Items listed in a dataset

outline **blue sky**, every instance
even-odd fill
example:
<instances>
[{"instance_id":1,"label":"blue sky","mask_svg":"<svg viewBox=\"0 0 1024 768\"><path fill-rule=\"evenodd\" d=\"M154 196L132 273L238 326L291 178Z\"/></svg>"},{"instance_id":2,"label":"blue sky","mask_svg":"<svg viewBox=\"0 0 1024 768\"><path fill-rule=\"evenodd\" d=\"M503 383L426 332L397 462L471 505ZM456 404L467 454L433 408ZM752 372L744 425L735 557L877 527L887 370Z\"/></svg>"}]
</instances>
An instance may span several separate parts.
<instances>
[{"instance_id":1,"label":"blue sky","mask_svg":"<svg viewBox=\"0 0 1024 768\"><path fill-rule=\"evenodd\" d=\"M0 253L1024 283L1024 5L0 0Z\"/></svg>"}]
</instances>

**Directions**
Swap each occurrence of "outline" in the data above for "trace", and return the data with everything else left unchanged.

**Task solution**
trace **blue sky**, every instance
even-odd fill
example:
<instances>
[{"instance_id":1,"label":"blue sky","mask_svg":"<svg viewBox=\"0 0 1024 768\"><path fill-rule=\"evenodd\" d=\"M154 196L132 273L238 326L291 178Z\"/></svg>"},{"instance_id":2,"label":"blue sky","mask_svg":"<svg viewBox=\"0 0 1024 768\"><path fill-rule=\"evenodd\" d=\"M503 383L426 332L397 462L471 505ZM456 404L467 454L433 408ZM752 372L744 425L735 557L877 527L887 370Z\"/></svg>"}]
</instances>
An instance may span several separate parts.
<instances>
[{"instance_id":1,"label":"blue sky","mask_svg":"<svg viewBox=\"0 0 1024 768\"><path fill-rule=\"evenodd\" d=\"M0 253L1024 283L1024 5L0 0Z\"/></svg>"}]
</instances>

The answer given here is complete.